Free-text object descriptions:
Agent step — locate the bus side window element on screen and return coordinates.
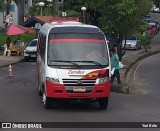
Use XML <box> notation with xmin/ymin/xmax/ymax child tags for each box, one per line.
<box><xmin>40</xmin><ymin>36</ymin><xmax>46</xmax><ymax>62</ymax></box>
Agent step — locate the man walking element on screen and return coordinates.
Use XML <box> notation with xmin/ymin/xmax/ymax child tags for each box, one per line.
<box><xmin>111</xmin><ymin>48</ymin><xmax>121</xmax><ymax>84</ymax></box>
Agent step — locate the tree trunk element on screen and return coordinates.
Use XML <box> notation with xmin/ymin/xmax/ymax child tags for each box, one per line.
<box><xmin>19</xmin><ymin>0</ymin><xmax>24</xmax><ymax>24</ymax></box>
<box><xmin>6</xmin><ymin>1</ymin><xmax>10</xmax><ymax>15</ymax></box>
<box><xmin>122</xmin><ymin>35</ymin><xmax>127</xmax><ymax>57</ymax></box>
<box><xmin>117</xmin><ymin>35</ymin><xmax>123</xmax><ymax>61</ymax></box>
<box><xmin>55</xmin><ymin>0</ymin><xmax>59</xmax><ymax>16</ymax></box>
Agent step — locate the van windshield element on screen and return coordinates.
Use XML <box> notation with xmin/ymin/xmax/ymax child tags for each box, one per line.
<box><xmin>29</xmin><ymin>40</ymin><xmax>37</xmax><ymax>47</ymax></box>
<box><xmin>126</xmin><ymin>36</ymin><xmax>136</xmax><ymax>40</ymax></box>
<box><xmin>48</xmin><ymin>33</ymin><xmax>109</xmax><ymax>69</ymax></box>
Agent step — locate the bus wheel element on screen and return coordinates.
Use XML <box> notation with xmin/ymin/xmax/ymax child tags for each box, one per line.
<box><xmin>98</xmin><ymin>97</ymin><xmax>108</xmax><ymax>110</ymax></box>
<box><xmin>38</xmin><ymin>77</ymin><xmax>42</xmax><ymax>96</ymax></box>
<box><xmin>38</xmin><ymin>86</ymin><xmax>42</xmax><ymax>96</ymax></box>
<box><xmin>42</xmin><ymin>92</ymin><xmax>52</xmax><ymax>109</ymax></box>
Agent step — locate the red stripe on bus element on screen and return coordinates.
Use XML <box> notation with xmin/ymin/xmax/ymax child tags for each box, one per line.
<box><xmin>49</xmin><ymin>39</ymin><xmax>105</xmax><ymax>43</ymax></box>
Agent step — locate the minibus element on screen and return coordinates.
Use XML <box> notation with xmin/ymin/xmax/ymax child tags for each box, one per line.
<box><xmin>37</xmin><ymin>22</ymin><xmax>111</xmax><ymax>109</ymax></box>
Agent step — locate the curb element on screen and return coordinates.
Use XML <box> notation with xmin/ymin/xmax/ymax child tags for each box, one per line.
<box><xmin>0</xmin><ymin>58</ymin><xmax>24</xmax><ymax>68</ymax></box>
<box><xmin>125</xmin><ymin>49</ymin><xmax>160</xmax><ymax>78</ymax></box>
<box><xmin>111</xmin><ymin>48</ymin><xmax>160</xmax><ymax>94</ymax></box>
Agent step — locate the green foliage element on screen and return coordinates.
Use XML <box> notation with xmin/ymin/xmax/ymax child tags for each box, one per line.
<box><xmin>0</xmin><ymin>33</ymin><xmax>36</xmax><ymax>46</ymax></box>
<box><xmin>0</xmin><ymin>0</ymin><xmax>5</xmax><ymax>11</ymax></box>
<box><xmin>29</xmin><ymin>0</ymin><xmax>48</xmax><ymax>16</ymax></box>
<box><xmin>138</xmin><ymin>22</ymin><xmax>149</xmax><ymax>34</ymax></box>
<box><xmin>100</xmin><ymin>0</ymin><xmax>152</xmax><ymax>35</ymax></box>
<box><xmin>153</xmin><ymin>0</ymin><xmax>160</xmax><ymax>7</ymax></box>
<box><xmin>138</xmin><ymin>34</ymin><xmax>152</xmax><ymax>52</ymax></box>
<box><xmin>59</xmin><ymin>10</ymin><xmax>80</xmax><ymax>17</ymax></box>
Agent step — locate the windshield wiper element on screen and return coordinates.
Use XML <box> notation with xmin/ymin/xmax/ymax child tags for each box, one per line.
<box><xmin>73</xmin><ymin>61</ymin><xmax>105</xmax><ymax>68</ymax></box>
<box><xmin>50</xmin><ymin>60</ymin><xmax>82</xmax><ymax>68</ymax></box>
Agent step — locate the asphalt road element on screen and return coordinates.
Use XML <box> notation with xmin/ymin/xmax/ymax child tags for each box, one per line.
<box><xmin>134</xmin><ymin>53</ymin><xmax>160</xmax><ymax>100</ymax></box>
<box><xmin>0</xmin><ymin>62</ymin><xmax>160</xmax><ymax>131</ymax></box>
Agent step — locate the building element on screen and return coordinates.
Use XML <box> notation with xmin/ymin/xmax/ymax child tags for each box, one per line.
<box><xmin>0</xmin><ymin>0</ymin><xmax>32</xmax><ymax>27</ymax></box>
<box><xmin>0</xmin><ymin>0</ymin><xmax>18</xmax><ymax>27</ymax></box>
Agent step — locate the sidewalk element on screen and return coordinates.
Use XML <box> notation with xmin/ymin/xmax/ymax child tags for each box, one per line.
<box><xmin>111</xmin><ymin>35</ymin><xmax>160</xmax><ymax>94</ymax></box>
<box><xmin>0</xmin><ymin>56</ymin><xmax>23</xmax><ymax>67</ymax></box>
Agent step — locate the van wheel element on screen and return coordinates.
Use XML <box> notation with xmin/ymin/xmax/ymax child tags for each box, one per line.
<box><xmin>98</xmin><ymin>97</ymin><xmax>109</xmax><ymax>110</ymax></box>
<box><xmin>38</xmin><ymin>78</ymin><xmax>42</xmax><ymax>96</ymax></box>
<box><xmin>24</xmin><ymin>57</ymin><xmax>29</xmax><ymax>62</ymax></box>
<box><xmin>139</xmin><ymin>46</ymin><xmax>142</xmax><ymax>49</ymax></box>
<box><xmin>38</xmin><ymin>86</ymin><xmax>42</xmax><ymax>96</ymax></box>
<box><xmin>42</xmin><ymin>92</ymin><xmax>52</xmax><ymax>109</ymax></box>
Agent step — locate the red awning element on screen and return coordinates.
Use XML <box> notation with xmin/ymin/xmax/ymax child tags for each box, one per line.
<box><xmin>7</xmin><ymin>25</ymin><xmax>29</xmax><ymax>36</ymax></box>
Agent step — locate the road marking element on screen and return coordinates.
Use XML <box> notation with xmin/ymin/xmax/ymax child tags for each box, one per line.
<box><xmin>134</xmin><ymin>54</ymin><xmax>160</xmax><ymax>81</ymax></box>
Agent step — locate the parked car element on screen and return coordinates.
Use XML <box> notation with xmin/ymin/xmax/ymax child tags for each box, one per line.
<box><xmin>122</xmin><ymin>36</ymin><xmax>141</xmax><ymax>50</ymax></box>
<box><xmin>151</xmin><ymin>5</ymin><xmax>160</xmax><ymax>13</ymax></box>
<box><xmin>144</xmin><ymin>15</ymin><xmax>152</xmax><ymax>21</ymax></box>
<box><xmin>24</xmin><ymin>39</ymin><xmax>38</xmax><ymax>61</ymax></box>
<box><xmin>144</xmin><ymin>19</ymin><xmax>160</xmax><ymax>31</ymax></box>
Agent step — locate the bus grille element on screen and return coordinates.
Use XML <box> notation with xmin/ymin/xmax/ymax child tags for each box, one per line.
<box><xmin>62</xmin><ymin>79</ymin><xmax>96</xmax><ymax>93</ymax></box>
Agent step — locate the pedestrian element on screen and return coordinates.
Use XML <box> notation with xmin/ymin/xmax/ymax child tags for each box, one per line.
<box><xmin>10</xmin><ymin>14</ymin><xmax>14</xmax><ymax>25</ymax></box>
<box><xmin>3</xmin><ymin>15</ymin><xmax>6</xmax><ymax>28</ymax></box>
<box><xmin>6</xmin><ymin>37</ymin><xmax>11</xmax><ymax>50</ymax></box>
<box><xmin>111</xmin><ymin>48</ymin><xmax>121</xmax><ymax>84</ymax></box>
<box><xmin>5</xmin><ymin>15</ymin><xmax>10</xmax><ymax>27</ymax></box>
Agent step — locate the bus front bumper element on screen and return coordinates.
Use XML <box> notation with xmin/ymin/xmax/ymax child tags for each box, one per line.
<box><xmin>46</xmin><ymin>80</ymin><xmax>111</xmax><ymax>98</ymax></box>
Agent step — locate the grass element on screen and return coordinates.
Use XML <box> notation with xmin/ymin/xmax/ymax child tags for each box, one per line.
<box><xmin>0</xmin><ymin>33</ymin><xmax>37</xmax><ymax>46</ymax></box>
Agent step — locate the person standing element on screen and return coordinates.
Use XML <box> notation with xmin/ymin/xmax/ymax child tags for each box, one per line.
<box><xmin>10</xmin><ymin>14</ymin><xmax>14</xmax><ymax>25</ymax></box>
<box><xmin>5</xmin><ymin>15</ymin><xmax>10</xmax><ymax>27</ymax></box>
<box><xmin>111</xmin><ymin>48</ymin><xmax>121</xmax><ymax>84</ymax></box>
<box><xmin>6</xmin><ymin>37</ymin><xmax>11</xmax><ymax>50</ymax></box>
<box><xmin>3</xmin><ymin>15</ymin><xmax>6</xmax><ymax>28</ymax></box>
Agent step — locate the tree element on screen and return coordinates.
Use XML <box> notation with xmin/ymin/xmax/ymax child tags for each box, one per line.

• Problem description:
In the answer, give only the lines from the top of the data above through the line with "Agent step — locate the van windshield", reproduced exactly; no picture may appear.

• Reply to the exercise:
Agent step — locate the bus side window element on screen and return coordinates.
Use XML <box> notation with xmin/ymin/xmax/ymax child tags for each box, one per line.
<box><xmin>40</xmin><ymin>36</ymin><xmax>46</xmax><ymax>62</ymax></box>
Agent step — locate the man walking element on screen and return coordinates.
Use XML <box> notation with xmin/ymin/xmax/ymax child tags for each box, one per line.
<box><xmin>111</xmin><ymin>48</ymin><xmax>121</xmax><ymax>84</ymax></box>
Agent step — locate the tree trunk element on screen and return coordinates.
Use XML <box> notation with xmin/ymin/xmax/ymax child tags for each box, one per line.
<box><xmin>19</xmin><ymin>0</ymin><xmax>24</xmax><ymax>24</ymax></box>
<box><xmin>6</xmin><ymin>1</ymin><xmax>10</xmax><ymax>15</ymax></box>
<box><xmin>122</xmin><ymin>35</ymin><xmax>127</xmax><ymax>57</ymax></box>
<box><xmin>117</xmin><ymin>35</ymin><xmax>123</xmax><ymax>61</ymax></box>
<box><xmin>55</xmin><ymin>0</ymin><xmax>59</xmax><ymax>16</ymax></box>
Agent step — locate the van windshield element on screen and return coordinates.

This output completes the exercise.